— Start of Record set —

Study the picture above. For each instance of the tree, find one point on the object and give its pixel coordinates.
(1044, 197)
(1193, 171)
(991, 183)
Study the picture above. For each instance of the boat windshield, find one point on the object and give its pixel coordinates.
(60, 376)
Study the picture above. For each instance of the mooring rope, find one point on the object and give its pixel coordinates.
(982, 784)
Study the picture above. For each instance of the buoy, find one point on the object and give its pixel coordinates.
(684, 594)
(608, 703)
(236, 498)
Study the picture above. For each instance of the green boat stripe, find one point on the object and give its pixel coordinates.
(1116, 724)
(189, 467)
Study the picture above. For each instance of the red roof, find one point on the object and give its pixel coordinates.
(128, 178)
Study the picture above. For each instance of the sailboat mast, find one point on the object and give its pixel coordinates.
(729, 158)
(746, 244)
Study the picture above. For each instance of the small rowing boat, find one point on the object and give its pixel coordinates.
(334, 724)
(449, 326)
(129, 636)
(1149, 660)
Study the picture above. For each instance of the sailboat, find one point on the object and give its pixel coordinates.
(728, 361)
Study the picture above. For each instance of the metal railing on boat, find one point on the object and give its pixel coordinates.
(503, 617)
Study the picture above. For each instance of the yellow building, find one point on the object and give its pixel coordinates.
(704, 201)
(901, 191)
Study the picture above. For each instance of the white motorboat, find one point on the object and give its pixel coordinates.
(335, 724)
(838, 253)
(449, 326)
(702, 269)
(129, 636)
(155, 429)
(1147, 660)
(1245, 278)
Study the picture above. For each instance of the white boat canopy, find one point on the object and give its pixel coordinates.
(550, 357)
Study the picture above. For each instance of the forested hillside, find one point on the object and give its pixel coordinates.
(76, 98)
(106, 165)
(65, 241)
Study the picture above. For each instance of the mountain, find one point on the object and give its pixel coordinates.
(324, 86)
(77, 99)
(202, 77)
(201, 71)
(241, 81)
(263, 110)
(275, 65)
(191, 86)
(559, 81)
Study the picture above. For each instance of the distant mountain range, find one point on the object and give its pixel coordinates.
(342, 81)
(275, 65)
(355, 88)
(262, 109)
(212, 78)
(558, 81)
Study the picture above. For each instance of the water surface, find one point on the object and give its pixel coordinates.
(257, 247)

— End of Record set —

#### Exercise instructions
Rewrite the material from the line containing "Study the picture above. For each instance of the mountain, find" through the end, both included, and give only those lines. Keep every other line unchanged, and add 142 to both numbers in each coordinate pair.

#### Problem solution
Study the picture above. For each instance of the mountain, find one point on the object and give its pixel coordinates.
(466, 228)
(219, 241)
(344, 219)
(343, 213)
(383, 223)
(405, 252)
(417, 207)
(333, 228)
(701, 223)
Study the picture above. For each instance of the distant mountain range, find one point on the object and give its pixel coordinates.
(484, 223)
(417, 207)
(497, 230)
(404, 251)
(354, 220)
(700, 223)
Study the picture above. For each instance of the water surface, find one point on the object and give its pixel coordinates.
(399, 389)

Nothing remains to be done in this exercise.